Start of Data excerpts

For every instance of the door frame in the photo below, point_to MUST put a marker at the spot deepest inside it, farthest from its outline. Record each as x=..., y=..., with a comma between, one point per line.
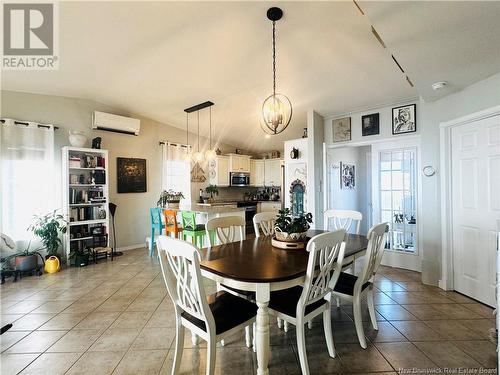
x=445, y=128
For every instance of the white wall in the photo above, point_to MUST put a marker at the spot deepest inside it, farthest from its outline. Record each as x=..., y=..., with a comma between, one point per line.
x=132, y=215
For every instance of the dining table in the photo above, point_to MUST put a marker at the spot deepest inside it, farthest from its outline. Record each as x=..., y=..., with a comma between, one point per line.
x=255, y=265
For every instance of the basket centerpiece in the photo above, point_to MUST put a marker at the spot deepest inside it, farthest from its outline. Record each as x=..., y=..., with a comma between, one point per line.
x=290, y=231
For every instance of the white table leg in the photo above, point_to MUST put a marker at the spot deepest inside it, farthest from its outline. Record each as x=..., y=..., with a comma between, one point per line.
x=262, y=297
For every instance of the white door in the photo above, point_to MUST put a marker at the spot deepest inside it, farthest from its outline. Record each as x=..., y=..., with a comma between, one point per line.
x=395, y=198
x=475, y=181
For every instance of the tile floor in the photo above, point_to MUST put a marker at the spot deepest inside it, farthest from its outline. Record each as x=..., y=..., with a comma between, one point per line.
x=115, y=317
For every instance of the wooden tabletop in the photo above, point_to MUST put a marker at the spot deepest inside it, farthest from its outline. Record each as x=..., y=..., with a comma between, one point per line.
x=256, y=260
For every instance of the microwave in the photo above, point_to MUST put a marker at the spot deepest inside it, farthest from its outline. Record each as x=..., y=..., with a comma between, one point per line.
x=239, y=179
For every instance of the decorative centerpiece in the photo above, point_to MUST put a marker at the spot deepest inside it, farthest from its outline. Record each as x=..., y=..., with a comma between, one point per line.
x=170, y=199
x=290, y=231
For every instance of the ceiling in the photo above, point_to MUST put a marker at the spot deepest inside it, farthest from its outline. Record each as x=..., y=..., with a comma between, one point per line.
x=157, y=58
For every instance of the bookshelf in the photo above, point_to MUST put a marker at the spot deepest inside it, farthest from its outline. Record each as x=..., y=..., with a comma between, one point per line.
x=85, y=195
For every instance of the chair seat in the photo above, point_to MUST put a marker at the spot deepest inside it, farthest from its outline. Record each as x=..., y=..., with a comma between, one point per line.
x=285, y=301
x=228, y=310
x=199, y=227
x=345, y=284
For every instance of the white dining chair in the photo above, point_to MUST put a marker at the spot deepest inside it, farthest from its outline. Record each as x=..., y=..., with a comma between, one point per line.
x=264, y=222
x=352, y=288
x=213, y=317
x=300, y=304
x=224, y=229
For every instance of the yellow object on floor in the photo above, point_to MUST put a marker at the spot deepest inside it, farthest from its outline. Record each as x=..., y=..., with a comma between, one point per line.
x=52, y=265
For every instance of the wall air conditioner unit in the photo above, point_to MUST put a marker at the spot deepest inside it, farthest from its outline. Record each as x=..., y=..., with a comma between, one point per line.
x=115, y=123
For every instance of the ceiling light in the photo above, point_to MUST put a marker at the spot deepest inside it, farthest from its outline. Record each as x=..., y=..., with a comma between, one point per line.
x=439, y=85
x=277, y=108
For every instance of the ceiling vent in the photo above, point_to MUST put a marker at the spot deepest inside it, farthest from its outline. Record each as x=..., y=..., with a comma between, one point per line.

End of Data excerpts

The task.
Leaving the images out, return every record exactly.

Your response.
For every instance of the door frame in the photo below, point_to MUST put a marker at the spot deepest inside it, farthest from its outline. Record each as x=..., y=..., with a comma between, one point per line.
x=445, y=128
For every instance of the white wall in the photo above, point_to MUST put a marker at the spot deepest inside it, farthest from its outline. Record each as x=..., y=..., with a comma between, one point per line.
x=132, y=215
For every instance of the dining table in the photo above, point_to MUST put a marker at the spot deepest inside it, farthest from its outline. Record each as x=..., y=..., with a comma between, one point per line.
x=255, y=265
For every instance of the basket centerpiece in the photo above, point_to MUST put a marker at the spot deepest inside it, farthest from its outline. Record each as x=..., y=..., with a comma between, one point per line.
x=290, y=231
For every instance of the white table leg in the photo above, point_to MUST put a marker at the spot deepest inside it, farthest from its outline. Record each as x=..., y=..., with a comma between, one point per line.
x=262, y=297
For every instance of the white door in the photo above, point_to MUST put a marker at the spot deepest inside it, farthest from its outline. Record each as x=..., y=..., with a comma between, one point per line.
x=395, y=198
x=475, y=181
For every instance of the tile floor in the photo above, point_to MUST put a marker at the spot deepest inside it, farthest from its outline. Record each as x=..., y=..., with a comma between, one point per line.
x=115, y=317
For every instance of the wooden tabletop in the photo above, point_to MUST put a marker at the spot deepest inside it, farthest from its outline. Record each as x=..., y=..., with a comma between, one point per line.
x=256, y=260
For every instance of the microwave in the photo above, point_to MUST put a marker at the spot deepest inside it, farthest from its outline. Record each as x=..., y=..., with a comma between, one point per line.
x=239, y=179
For every instance of the decorative centerpiece in the photo above, point_to MUST put a marker at the spot deepest inside it, farthest from its outline. Record each as x=..., y=..., with a comma between, one point per line.
x=170, y=199
x=290, y=231
For every instance of the ceiling in the photo above, point_to MUST put a marker at the spot deepest inside it, farthest from its outline. Record each as x=..., y=..., with a comma between, one point per line.
x=157, y=58
For every instance of the bookshelf in the photo above, point_to MUST put a marker at the spot deepest inside it, farthest from its outline. Record each as x=..., y=..., with a comma between, one point per line.
x=85, y=195
For every instance of the chair seat in the photo above, point_to MUST put a marker at the spot deepest inside it, farthest from its outline. Record each as x=..., y=..., with a comma between, one point per line.
x=285, y=301
x=228, y=310
x=199, y=227
x=345, y=284
For every instance of the white dining chair in the photo above, point_to MUST put a marker at the spot deepest inside it, farthest from its outline. Record each as x=..., y=..., with a comma between, one point per line.
x=264, y=222
x=352, y=288
x=213, y=317
x=300, y=304
x=224, y=229
For every instance of the yellow object on floor in the photo above, point_to MUST put a marker at the spot deepest inside it, farthest from its outline. Record each as x=..., y=..., with a comma between, one point per line.
x=52, y=265
For every instance of the wall air conditioner unit in the photo above, point_to MUST put a marker at the spot deepest inside it, farthest from its outline. Record each as x=..., y=..., with a comma between, one point per line.
x=115, y=123
For every instance of the ceiling light in the photo above, point_to MUST put a marker at the spot deepest inside it, farthest from its outline. Record each as x=..., y=..., with a comma between, one point per line.
x=439, y=85
x=277, y=108
For every instance of the ceiling vent in the photo above, point_to MUST put a marker at the spot deepest inside it, farthest from its outline. Record each as x=..., y=..., with a comma between, one point per line.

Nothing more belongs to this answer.